TEXTE À LIRE:
┌──

Les pauvres, ce sont surtout les familles d’employés et d’ouvriers qui, pendant les périodes de mobilisation, «vivent sur le seul salaire de l’épouse, inférieur à celui du mari», note l’historienne Anne-Françoise Praz (1). Le soldat ne touche aucune compensation salariale, si ce n’est une maigre allocation d’indigent. Le coût de la vie passe du simple au plus du double entre 1914 et 1918. Le ravitaillement devient toujours plus aléatoire. Et les mesures de rationnement, destinées à lutter contre les disparités d’approvisionnement, sont prises tardivement, en 1917 seulement pour la farine et le pain, en 1918 pour le lait et la viande.

«Les salaires n’ont évidemment pas suivi, si bien qu’on estime à 25-30% la diminution du revenu réel après trois ans de guerre», souligne le professeur François Walter (2). Les plus démunis souffrent de carences nutritionnelles. En 1918, 700 000 Suisses, soit un cinquième de la population, dépendent de la distribution de rations de pain et de lait à prix réduit.

«Dimanche rouge»

Face à pareilles inégalités, la classe ouvrière multiplie les manifestations et les grèves, qui sont réprimées par l’armée. Les affrontements atteignent un premier pic lors de l’occupation militaire de La Chaux-de-Fonds, à l’occasion du «dimanche rouge» du 3 septembre 1916. Attisée par la révolution d’Octobre en Russie, la gauche se radicalise.

En février 1918, elle constitue le comité d’Olten, à l’initiative de son leader Robert Grimm, membre du Conseil national. Ce brillant orateur avait organisé la conférence de Zimmerwald en 1915 en présence de Lénine. Avec son comité, il s’oppose au service civil que veut instituer le Conseil fédéral, puis, en avril, à l’augmentation du prix du lait qui doit passer de 32 à 40 centimes. La menace d’une grève générale permet d’aboutir à un compromis, mais la colère reste vive face à l’inflation constante et à la pénurie de biens de consommation. Fin septembre, ce sont les employés de banques de Zurich qui se mettent en grève pour obtenir une hausse de salaire et la reconnaissance de leur association.

Pour le général Ulrich Wille, il y a péril en la demeure. Aussitôt, il demande au Conseil fédéral la possibilité de déployer, à titre préventif, des brigades de cavalerie «non infestées par le bolchevisme», raconte l’historien Thomas Buomberger (3). Il craint en effet l’éventualité d’une véritable guerre civile qui viserait «l’existence du gouvernement et l’ordre constitutionnel et juridique». Berne hésite, mais cède finalement le 6 novembre sous la pression du Gouvernement zurichois et des milieux financiers. Le comité d’Olten vote alors une grève de 24 heures contre la «dictature des sabres».

└──

DONNÉES FOURNIES:
┌──

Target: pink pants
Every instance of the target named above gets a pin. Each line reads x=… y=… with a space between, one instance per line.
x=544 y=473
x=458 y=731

└──
┌──

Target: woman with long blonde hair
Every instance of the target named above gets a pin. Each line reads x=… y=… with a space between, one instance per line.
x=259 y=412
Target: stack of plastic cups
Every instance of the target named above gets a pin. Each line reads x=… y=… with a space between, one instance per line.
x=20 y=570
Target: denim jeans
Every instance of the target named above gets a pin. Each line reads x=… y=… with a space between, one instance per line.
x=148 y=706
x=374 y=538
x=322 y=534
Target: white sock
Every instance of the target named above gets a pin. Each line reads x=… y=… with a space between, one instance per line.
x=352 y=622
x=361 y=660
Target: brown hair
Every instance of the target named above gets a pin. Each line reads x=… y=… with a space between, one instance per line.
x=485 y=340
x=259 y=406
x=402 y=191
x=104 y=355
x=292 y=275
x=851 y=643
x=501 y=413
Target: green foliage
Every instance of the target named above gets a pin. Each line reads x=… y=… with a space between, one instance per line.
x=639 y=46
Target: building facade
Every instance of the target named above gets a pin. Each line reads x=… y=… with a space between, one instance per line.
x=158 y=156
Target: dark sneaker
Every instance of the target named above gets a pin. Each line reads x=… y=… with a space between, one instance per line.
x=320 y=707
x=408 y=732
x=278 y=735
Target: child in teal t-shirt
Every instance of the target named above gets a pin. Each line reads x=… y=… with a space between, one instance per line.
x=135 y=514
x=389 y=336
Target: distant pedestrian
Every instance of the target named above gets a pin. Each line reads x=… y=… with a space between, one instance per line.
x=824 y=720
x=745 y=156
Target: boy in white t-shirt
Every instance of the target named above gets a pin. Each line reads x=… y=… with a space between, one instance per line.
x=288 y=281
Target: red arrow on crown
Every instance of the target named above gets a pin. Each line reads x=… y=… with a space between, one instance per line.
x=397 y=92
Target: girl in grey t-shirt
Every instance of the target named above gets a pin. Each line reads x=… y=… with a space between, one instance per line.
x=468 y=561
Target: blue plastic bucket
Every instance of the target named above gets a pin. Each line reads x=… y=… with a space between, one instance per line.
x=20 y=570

└──
┌──

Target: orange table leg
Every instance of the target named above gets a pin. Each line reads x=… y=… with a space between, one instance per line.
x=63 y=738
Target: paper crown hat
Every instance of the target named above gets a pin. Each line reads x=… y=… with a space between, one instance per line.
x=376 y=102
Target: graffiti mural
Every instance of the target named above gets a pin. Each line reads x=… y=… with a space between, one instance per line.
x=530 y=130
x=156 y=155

└──

CONSIGNES:
(1) Selon le texte sur les tensions sociales en Suisse de 1914 à 1918, combien de Suisses dépendent en 1918 de la distribution de rations de pain et de lait à prix réduit ?
(2) Poursuivez, s'il vous plaît, le texte sur les tensions sociales en Suisse de 1914 à 1918 à partir de sa dernière phrase.
Les données ne jouent aucun rôle ici.

CORRIGÉ DES EXERCICES:
(1) 700 000 Suisses, soit un cinquième de la population.

(2)
Les 9 et 10 novembre, plus de 7000 manifestants se retrouvent à Zurich pour célébrer le premier anniversaire de la révolution d’Octobre. Sur la Fraumünsterplatz, la foule est dispersée d’une main de fer par un détachement du colonel divisionnaire Emil Sonderegger, qui deviendra plus tard l’un des chefs de file de l’extrême droite en Suisse. Les heurts se soldent par la mort d’un soldat et quatre blessés. Face à la détermination de l’Union ouvrière de Zurich, le comité d’Olten n’a plus d’autre choix que d’appeler à la grève générale. Près de 100 000 soldats sont aussitôt déployés à travers le pays.

La grève, qui débute le 11 novembre à minuit, est largement suivie dans les villes alémaniques, mais suscite moins d’engouement en Suisse romande, où les ouvriers francophiles ­préfèrent fêter l’armistice. A Genève, 10 000 ouvriers débrayent. Ailleurs, ce sont surtout les cheminots qui portent la grève jusque dans les campagnes. Dans l’Arc jurassien, les horlogers suivent le mouvement. A Fribourg, seules la brasserie du Cardinal et une fabrique de cartonnage de la Basse-Ville décrochent.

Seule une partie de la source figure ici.